■ STATED EXERCISE:
Copy the lines below word for word, leaving out the pictures.

■ INFORMATION SHOWN:
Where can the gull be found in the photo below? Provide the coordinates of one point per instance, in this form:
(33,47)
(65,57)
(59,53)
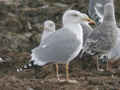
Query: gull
(104,36)
(64,45)
(49,28)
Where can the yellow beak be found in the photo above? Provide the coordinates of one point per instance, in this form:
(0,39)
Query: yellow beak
(90,21)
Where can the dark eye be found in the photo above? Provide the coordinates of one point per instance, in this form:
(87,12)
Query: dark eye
(50,25)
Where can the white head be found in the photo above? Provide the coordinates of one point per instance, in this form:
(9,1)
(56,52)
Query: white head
(109,13)
(75,17)
(49,26)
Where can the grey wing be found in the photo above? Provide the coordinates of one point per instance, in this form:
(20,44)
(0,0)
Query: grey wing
(58,46)
(102,39)
(45,34)
(87,29)
(115,52)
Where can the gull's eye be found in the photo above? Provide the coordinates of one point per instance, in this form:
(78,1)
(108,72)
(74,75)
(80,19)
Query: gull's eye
(50,25)
(75,15)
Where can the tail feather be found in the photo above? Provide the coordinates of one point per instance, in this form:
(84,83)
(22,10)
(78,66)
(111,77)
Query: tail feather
(26,66)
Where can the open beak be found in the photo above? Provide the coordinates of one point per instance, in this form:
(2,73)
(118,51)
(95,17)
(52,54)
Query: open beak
(90,21)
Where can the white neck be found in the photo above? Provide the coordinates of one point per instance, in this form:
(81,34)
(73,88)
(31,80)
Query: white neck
(77,29)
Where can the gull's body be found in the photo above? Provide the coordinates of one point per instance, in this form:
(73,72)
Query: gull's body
(49,28)
(87,29)
(65,44)
(104,37)
(96,9)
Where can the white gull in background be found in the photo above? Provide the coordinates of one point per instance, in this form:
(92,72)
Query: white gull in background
(104,36)
(114,54)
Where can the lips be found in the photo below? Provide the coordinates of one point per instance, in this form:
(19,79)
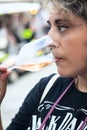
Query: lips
(58,59)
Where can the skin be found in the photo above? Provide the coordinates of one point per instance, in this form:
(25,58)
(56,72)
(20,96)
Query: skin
(68,33)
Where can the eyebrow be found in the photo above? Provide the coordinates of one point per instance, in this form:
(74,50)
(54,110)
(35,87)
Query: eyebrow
(57,21)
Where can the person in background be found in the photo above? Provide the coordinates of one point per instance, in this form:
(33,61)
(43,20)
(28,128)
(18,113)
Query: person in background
(67,98)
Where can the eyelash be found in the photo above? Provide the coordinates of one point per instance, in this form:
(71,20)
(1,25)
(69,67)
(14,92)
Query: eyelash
(62,27)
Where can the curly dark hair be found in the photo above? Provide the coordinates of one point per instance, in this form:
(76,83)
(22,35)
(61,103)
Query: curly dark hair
(77,7)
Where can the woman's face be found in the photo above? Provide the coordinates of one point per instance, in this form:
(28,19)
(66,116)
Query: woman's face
(69,35)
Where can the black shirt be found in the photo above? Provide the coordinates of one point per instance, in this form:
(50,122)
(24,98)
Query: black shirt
(67,115)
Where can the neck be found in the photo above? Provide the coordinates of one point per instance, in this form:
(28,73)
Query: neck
(81,84)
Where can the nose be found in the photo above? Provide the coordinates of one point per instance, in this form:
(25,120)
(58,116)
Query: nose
(55,37)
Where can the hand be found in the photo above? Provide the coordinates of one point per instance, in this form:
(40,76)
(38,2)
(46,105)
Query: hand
(3,81)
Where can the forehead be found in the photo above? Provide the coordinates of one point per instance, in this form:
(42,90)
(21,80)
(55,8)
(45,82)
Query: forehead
(64,16)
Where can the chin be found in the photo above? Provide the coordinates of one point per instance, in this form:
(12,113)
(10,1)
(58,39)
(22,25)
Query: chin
(65,74)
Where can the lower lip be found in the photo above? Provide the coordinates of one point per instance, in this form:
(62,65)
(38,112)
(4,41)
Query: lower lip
(59,59)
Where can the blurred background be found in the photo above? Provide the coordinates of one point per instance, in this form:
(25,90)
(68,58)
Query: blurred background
(21,21)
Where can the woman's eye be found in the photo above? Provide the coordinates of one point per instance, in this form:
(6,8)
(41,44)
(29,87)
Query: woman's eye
(62,28)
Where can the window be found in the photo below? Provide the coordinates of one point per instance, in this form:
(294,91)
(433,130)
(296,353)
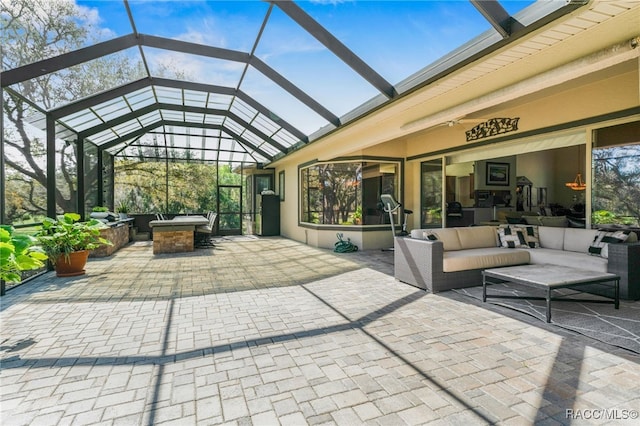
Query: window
(431,189)
(616,175)
(281,185)
(347,193)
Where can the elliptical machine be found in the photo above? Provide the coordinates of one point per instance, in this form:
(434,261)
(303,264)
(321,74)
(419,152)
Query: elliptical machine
(391,205)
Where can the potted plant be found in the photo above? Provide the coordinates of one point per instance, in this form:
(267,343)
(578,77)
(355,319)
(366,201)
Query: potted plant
(123,209)
(18,253)
(356,217)
(67,242)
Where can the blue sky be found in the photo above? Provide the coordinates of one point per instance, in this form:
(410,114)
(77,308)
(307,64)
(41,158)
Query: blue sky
(396,38)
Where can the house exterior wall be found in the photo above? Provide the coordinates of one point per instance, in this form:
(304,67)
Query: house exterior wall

■ ANSWER TO THIS TASK:
Where can the gull be found in the photo below? Provide the coordinates of one point per instance, in this form:
(33,47)
(65,57)
(59,53)
Query: gull
(104,36)
(64,45)
(49,28)
Where can the yellow beak be found in the photo above? Provide the coordinates of one point per instance, in this form:
(0,39)
Query: yellow beak
(90,21)
Where can the dark eye be found in the photo above? Provide the coordinates of one point per instance, in this form:
(87,12)
Query: dark eye
(50,25)
Where can the white head be found in the photo above? Provide the coordinates of one point per instance, in this form:
(9,1)
(56,52)
Query: white head
(109,13)
(75,17)
(49,26)
Where can the grey wing be found in the photo above? Provide the coordinates of one point per instance, in this form:
(20,44)
(0,0)
Query: grey wing
(58,46)
(102,39)
(45,34)
(87,29)
(115,52)
Where can the gull's eye be found in the photo above? Provide the coordinates of one point per instance, in this form:
(78,1)
(108,72)
(74,75)
(80,19)
Query: gull's eye
(50,25)
(75,15)
Where can the tail feather be found in the photo above? Provide the coordinates of one point per instance, in this form:
(84,83)
(22,10)
(78,66)
(111,77)
Query: tail feather
(26,66)
Where can the open beak be found in the photo above? Provide the coordinates of one point per instance, in this form:
(2,73)
(118,51)
(95,17)
(52,54)
Query: open beak
(90,21)
Where can the white neck be found in the photo above? Provide the coordinates of one point per instance, in this form:
(81,34)
(73,88)
(31,80)
Query: white neck
(77,29)
Where can the gull's body be found in the photo above? Provide the coordinates of one point per instance, in this form:
(73,72)
Query: gull's body
(49,28)
(87,29)
(65,44)
(104,37)
(96,9)
Where can the white gull in background be found in the photo above? Provide the coordinates of one point per instance, in this form:
(92,72)
Query: white gull in background
(104,36)
(114,54)
Where can the lips be found in the photo below? Provide the coordinates of one point per instance, in this form:
(19,79)
Query: lips
(58,59)
Where can the skin be found in the photo above? Provide the coordinates of one point per instance, in this form:
(25,58)
(56,72)
(20,96)
Query: skin
(68,33)
Where can the eyebrow be found in the photo above? Provide the coordinates of one point per instance, in this form:
(74,50)
(54,110)
(35,87)
Query: eyebrow
(57,21)
Where can the person in background be found in the photo above? Provide the coordinates of one point per instance, in this form:
(33,61)
(43,20)
(28,128)
(18,113)
Query: person in background
(67,98)
Where can the eyelash be found in the photo above? Provide the coordinates of one point per instance, in this form:
(71,20)
(1,25)
(69,67)
(14,92)
Query: eyelash
(62,27)
Where can the curly dark hair be found in the photo above? Provide the coordinates of one point per instance, in this form:
(76,83)
(22,35)
(61,103)
Query: curly dark hair
(77,7)
Where can the woman's face be found in the photo above? Provide the coordinates of one point per instance, in this form:
(28,19)
(66,116)
Query: woman's face
(69,35)
Where can the black shirt be found in the photo above? Provide the coordinates of one point per instance, in this form:
(50,122)
(24,98)
Query: black shirt
(67,115)
Where can the neck be found in the photo above? Provide the coordinates of one point per instance, in this form:
(28,73)
Query: neck
(81,84)
Where can the nose be found in the photo above? Provide the coordinates of one point per instance, in this form:
(25,120)
(58,116)
Query: nose
(55,37)
Where can the hand be found in the photo above? Provide the coordinates of one point per instance, in this form:
(40,76)
(38,2)
(46,105)
Query: hand
(3,81)
Where can the forehead be found in the photo above? Provide the coordinates of one point per instance, in this form:
(42,90)
(21,80)
(55,8)
(45,82)
Query: forehead
(64,16)
Where can the chin be found in the photo above? Provide the coordinates of one point per instance, in this form:
(12,113)
(10,1)
(58,39)
(22,25)
Query: chin
(65,74)
Where can the lower lip be found in the photo above? Provide the coordinates of one point per instance, in this form:
(62,65)
(38,112)
(4,41)
Query: lower lip
(59,59)
Where can the blurred background be found in the photo above? Provide the coordinates of one point per instance, in this form:
(25,90)
(68,58)
Query: blurred background
(21,21)
Where can the woman's eye be found in the photo above? Provide the coordinates of one point per instance, in this form:
(6,8)
(41,44)
(29,87)
Query: woman's eye
(62,28)
Where can the window be found in the photo below? Provide the coordinates of one point per instance, in this form:
(294,91)
(433,130)
(296,353)
Query: window
(431,189)
(616,175)
(281,185)
(347,193)
Where can the elliptical machine be found in the photo above? Provide the coordinates of one point per instance, in this form:
(434,261)
(303,264)
(321,74)
(419,152)
Query: elliptical machine
(391,205)
Where can the potted plant be found in the photo above? Provide the coordinates of one point per instance, in this form:
(267,343)
(578,77)
(355,319)
(366,201)
Query: potted plant
(123,209)
(18,253)
(356,217)
(67,242)
Where can the blue sky be found in the photo above? Provide the coordinates of one point per instance, in this form:
(410,114)
(77,308)
(307,64)
(41,158)
Query: blue sky
(396,38)
Where can the house exterior wall be found in the photo above? Provide the coordinates of one point per instance, in this form:
(304,67)
Query: house exterior wall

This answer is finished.